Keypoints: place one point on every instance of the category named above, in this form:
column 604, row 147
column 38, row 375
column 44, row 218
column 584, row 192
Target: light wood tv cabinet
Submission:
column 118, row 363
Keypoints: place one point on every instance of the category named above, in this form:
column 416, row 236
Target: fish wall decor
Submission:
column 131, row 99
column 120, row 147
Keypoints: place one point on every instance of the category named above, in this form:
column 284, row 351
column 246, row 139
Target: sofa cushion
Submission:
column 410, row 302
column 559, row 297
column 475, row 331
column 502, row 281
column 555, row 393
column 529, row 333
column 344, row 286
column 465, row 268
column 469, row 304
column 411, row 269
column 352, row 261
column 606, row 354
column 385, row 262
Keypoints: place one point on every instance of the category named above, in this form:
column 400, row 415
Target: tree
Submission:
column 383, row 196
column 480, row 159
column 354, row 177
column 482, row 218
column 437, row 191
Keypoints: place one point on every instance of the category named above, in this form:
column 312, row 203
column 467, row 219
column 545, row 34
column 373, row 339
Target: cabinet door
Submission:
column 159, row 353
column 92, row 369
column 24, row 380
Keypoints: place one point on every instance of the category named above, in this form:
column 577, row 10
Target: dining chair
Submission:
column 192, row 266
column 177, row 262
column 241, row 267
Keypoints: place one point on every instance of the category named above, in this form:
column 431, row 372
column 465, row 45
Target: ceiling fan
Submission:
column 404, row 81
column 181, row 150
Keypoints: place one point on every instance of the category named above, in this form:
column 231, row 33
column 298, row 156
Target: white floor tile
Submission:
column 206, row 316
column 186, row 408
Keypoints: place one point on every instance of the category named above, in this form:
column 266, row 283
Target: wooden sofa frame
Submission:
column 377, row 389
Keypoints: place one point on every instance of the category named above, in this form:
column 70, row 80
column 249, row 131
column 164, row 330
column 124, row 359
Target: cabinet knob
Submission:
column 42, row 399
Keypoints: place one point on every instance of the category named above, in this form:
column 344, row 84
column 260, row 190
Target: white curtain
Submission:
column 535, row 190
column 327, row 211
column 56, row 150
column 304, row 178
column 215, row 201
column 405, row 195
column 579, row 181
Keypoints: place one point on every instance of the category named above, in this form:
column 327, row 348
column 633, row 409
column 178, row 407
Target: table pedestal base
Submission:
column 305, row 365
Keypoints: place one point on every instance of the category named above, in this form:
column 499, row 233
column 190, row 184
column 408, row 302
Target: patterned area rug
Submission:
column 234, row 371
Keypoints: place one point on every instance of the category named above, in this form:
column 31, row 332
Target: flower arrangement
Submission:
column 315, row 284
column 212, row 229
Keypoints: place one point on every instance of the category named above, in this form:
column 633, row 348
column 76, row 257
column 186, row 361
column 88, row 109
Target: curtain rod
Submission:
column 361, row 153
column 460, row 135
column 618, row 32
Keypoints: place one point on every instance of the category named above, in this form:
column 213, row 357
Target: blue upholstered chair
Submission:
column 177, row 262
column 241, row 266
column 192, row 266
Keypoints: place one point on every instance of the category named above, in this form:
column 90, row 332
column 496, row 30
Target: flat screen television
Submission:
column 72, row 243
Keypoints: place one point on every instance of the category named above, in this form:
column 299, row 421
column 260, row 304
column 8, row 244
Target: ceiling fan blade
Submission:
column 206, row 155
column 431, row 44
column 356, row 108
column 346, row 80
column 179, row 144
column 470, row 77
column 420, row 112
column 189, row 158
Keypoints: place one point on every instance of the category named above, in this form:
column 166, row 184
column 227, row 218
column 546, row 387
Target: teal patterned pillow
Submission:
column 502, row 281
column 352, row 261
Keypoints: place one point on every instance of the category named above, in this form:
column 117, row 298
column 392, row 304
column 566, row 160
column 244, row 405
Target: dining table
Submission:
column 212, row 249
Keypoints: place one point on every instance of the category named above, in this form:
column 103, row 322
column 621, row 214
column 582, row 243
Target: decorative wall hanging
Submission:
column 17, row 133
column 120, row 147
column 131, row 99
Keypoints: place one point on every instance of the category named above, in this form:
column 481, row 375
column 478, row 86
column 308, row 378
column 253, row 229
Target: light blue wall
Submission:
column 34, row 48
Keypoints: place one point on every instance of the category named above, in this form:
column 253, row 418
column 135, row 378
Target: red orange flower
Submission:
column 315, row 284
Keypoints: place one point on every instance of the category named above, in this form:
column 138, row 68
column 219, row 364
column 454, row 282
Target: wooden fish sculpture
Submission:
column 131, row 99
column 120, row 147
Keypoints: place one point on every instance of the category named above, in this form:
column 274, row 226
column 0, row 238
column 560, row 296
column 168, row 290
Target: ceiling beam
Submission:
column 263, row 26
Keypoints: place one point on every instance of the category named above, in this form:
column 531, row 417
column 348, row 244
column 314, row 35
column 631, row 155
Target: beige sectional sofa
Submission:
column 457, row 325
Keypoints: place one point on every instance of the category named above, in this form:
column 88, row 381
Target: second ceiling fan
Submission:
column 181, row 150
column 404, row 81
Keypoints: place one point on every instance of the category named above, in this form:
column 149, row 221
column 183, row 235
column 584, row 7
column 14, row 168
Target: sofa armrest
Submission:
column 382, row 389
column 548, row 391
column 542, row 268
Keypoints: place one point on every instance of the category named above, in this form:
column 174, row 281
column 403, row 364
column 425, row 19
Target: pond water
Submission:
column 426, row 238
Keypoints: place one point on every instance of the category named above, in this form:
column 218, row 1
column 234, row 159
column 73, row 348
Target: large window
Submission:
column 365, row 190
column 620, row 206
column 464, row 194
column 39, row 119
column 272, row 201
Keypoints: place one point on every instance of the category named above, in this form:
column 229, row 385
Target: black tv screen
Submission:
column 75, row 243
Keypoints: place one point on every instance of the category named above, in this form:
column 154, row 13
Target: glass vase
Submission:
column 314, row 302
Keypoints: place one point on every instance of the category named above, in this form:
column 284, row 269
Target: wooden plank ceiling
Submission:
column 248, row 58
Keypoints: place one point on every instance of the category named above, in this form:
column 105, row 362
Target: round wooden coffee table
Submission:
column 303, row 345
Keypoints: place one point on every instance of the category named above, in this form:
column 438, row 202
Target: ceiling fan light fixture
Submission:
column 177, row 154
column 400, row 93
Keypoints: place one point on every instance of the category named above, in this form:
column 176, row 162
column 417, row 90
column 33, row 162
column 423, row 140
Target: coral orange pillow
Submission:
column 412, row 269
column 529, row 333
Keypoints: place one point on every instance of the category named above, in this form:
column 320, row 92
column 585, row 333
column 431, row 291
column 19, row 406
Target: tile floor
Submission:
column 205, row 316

#### Objective
List each line of the rows above that contains the string "curtain". Case counts when matching.

#### Task answer
Target: white curtain
Target: curtain rod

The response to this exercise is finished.